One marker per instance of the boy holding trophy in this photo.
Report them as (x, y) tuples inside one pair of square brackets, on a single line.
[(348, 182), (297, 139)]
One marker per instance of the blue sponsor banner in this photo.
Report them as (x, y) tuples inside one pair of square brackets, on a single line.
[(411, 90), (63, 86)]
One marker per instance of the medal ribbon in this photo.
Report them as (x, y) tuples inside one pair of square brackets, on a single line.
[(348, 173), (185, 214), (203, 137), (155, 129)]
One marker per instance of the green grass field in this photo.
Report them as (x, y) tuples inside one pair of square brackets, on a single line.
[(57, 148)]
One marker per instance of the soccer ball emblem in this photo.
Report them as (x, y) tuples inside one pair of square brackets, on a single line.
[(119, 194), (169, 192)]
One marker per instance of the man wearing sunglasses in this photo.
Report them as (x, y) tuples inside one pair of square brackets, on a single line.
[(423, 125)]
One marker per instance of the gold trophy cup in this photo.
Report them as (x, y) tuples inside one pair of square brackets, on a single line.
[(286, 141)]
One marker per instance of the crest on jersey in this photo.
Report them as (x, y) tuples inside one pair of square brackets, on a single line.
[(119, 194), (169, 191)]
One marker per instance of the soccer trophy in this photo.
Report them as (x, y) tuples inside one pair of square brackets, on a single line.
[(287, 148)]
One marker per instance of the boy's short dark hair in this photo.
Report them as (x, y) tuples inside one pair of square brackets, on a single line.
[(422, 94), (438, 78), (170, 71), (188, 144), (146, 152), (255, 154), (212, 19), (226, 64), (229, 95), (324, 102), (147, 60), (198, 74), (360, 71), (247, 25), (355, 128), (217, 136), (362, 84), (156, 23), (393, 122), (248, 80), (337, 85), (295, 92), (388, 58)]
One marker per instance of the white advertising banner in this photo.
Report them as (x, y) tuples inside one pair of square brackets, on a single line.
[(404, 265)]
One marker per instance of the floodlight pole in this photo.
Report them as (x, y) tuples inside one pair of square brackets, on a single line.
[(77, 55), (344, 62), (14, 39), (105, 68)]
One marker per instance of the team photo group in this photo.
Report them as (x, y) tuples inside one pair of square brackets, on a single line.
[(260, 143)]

■ ■ ■

Directive — Please reproduce all the records above line for line, changing nothing and keeping their order.

Answer to this problem —
One marker per instance of the boy holding trophy in this photo.
Report them as (x, y) tuples inside one pair of square brackets, on a single line.
[(348, 182), (297, 139)]
One marker per instance of the blue sponsor banner in this photo.
Report them as (x, y) tuples inside one pair of square brackets, on a single line.
[(411, 90), (63, 86)]
One marker per instance of the medal ribbon in this photo.
Report them as (x, y) tuples inside one pair of square brackets, on a single line.
[(348, 173), (185, 214), (203, 137), (155, 129)]
One marker per instance of the green grass field in this photo.
Report them as (x, y) tuples inside one pair of square brackets, on a single line.
[(57, 148)]
One marker per instance of the soccer ball emblem in this photo.
Report them as (x, y) tuples inside one pair of square brackets, on a single line.
[(119, 194), (169, 192)]
One marker per instance of the man wearing sunglasses in this photo.
Report them as (x, y) tuples inside one pair of square brackets, on a single line.
[(423, 125)]
One marker per instance of the gold trophy cup in this photo.
Report them as (x, y) tuples inside one pair of square brackets, on a single line.
[(286, 141)]
One marker per instance of the crest on jersey in this photo.
Report them as (x, y) tuples inside one pair of square brackets, on a single line.
[(119, 194), (169, 191)]
One marker per instance of the soccer trophy in this photo.
Report them as (x, y) tuples inside one pair of square brackets, on a single line.
[(287, 148)]
One marker per instance of the boy's short dark hair in this photo.
Report them as (x, y) tuples inside one pair of square brackets, on a single line.
[(422, 94), (438, 78), (170, 71), (188, 144), (146, 152), (255, 154), (212, 19), (226, 64), (229, 95), (324, 102), (147, 60), (198, 74), (360, 71), (247, 25), (355, 128), (217, 136), (362, 84), (156, 23), (393, 122), (248, 80), (337, 85), (295, 92), (388, 58)]
One marker per instance of the white advertising banner in this photo.
Report them as (x, y) tuples inside one pair of square brackets, on a single line.
[(404, 265)]
One marker per instance of the floodlight pole in this photo.
Report them as (x, y) tuples inside one pair of square brackets, on a single line.
[(77, 55), (344, 62), (14, 39), (105, 68)]
One marker per instance of the team photo group in this photo.
Report them as (x, y) tuples inside one pair of square brackets, on a single line.
[(260, 143)]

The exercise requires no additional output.